O problema: Repita sem nenhuma alteração as linhas dos registros abaixo, começando pela linha que contém "water, one per instance" e seguindo até o fim dos registros, com ambas as pontas incluídas.
══ Dados extraídos ══
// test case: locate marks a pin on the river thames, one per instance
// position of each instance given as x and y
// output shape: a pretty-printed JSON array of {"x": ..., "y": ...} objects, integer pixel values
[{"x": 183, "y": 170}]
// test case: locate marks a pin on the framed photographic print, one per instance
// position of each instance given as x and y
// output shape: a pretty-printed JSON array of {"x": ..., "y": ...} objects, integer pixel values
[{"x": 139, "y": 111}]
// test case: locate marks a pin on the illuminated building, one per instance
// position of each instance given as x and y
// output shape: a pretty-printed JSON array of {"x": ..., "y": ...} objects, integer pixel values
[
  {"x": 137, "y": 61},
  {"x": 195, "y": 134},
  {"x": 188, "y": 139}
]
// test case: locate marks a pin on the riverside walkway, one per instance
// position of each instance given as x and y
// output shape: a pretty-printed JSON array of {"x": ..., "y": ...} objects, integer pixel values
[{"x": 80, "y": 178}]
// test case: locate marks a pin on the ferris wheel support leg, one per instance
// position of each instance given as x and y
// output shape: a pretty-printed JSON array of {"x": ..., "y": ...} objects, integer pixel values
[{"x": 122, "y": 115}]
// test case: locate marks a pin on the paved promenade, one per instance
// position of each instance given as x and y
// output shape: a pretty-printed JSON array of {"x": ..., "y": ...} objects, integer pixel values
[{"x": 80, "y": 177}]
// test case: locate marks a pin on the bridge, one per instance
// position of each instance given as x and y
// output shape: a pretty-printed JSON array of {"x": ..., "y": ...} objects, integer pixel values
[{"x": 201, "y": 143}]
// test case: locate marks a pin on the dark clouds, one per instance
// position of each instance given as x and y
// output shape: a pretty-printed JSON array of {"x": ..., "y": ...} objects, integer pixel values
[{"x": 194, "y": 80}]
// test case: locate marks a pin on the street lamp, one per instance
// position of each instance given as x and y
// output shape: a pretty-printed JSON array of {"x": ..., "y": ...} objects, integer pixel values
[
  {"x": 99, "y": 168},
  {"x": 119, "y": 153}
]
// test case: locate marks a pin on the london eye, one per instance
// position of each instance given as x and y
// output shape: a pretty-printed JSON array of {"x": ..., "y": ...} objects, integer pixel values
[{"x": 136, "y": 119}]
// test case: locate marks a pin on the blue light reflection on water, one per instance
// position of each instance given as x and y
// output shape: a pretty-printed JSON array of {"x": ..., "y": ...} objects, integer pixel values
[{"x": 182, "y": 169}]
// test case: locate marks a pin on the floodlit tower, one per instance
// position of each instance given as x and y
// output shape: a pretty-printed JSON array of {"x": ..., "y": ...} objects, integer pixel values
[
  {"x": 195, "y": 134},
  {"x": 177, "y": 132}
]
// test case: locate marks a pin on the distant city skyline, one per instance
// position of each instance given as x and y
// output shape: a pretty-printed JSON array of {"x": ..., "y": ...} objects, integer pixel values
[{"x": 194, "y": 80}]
═══
Resposta à tarefa:
// test case: locate marks a pin on the blue light reflection on water, one per instance
// position of each instance given as x and y
// output shape: a pretty-printed JSON array of {"x": ..., "y": ...} objects, integer pixel values
[{"x": 182, "y": 169}]
// test case: locate marks a pin on the floodlit tower, one per instance
// position of each instance given as x and y
// output shape: a pretty-printed JSON array of {"x": ..., "y": ...} objects, integer pixel values
[
  {"x": 195, "y": 134},
  {"x": 177, "y": 132}
]
// test case: locate marks a pin on the distant city skyline, one per instance
// position of each instance given as x and y
// output shape: a pretty-printed JSON array of {"x": ..., "y": ...} objects, integer pixel values
[{"x": 194, "y": 80}]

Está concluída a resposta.